### Task brief:
Gather each line of the listing below that contains the string "stadium" and copy those lines out in full. Case counts.

### Listed records:
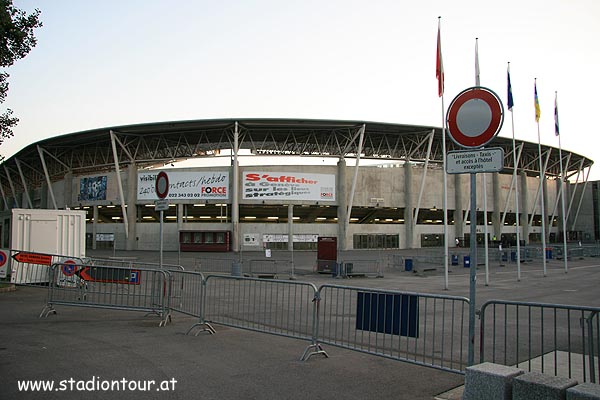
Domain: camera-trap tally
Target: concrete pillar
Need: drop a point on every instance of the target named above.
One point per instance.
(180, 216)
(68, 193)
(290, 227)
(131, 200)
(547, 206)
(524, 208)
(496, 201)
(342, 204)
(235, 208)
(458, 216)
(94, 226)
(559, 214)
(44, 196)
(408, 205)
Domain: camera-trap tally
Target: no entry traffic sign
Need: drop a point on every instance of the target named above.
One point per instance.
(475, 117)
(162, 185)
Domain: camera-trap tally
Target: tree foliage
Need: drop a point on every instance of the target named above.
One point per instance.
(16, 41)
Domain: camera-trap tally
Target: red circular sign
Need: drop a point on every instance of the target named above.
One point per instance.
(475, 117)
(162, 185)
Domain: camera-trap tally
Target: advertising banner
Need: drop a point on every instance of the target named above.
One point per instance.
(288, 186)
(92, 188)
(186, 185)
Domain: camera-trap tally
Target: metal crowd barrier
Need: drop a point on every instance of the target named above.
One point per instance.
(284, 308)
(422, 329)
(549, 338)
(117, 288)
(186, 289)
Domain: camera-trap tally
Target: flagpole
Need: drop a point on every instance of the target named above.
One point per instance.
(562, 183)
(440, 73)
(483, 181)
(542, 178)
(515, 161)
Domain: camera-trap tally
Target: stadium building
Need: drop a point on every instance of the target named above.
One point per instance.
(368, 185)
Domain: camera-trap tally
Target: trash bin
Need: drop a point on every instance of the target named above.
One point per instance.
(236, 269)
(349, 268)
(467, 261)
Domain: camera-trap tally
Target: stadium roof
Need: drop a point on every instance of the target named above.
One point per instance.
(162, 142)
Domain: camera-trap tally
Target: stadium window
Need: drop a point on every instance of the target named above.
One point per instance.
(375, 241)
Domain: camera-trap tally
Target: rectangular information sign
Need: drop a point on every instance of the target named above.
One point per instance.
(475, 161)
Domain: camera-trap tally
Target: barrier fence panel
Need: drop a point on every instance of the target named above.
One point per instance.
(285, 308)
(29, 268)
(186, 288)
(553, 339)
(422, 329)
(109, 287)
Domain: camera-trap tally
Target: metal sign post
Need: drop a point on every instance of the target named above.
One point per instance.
* * *
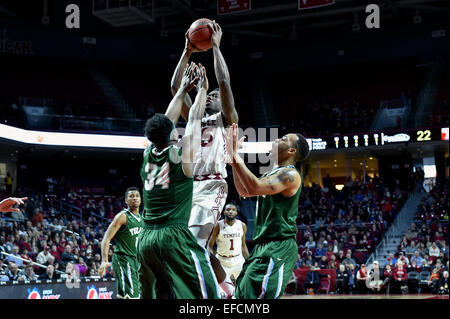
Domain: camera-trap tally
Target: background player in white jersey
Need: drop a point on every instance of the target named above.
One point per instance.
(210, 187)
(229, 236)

### Response to this exercise:
Target: stadium building
Target: stadium roof
Target: stadium window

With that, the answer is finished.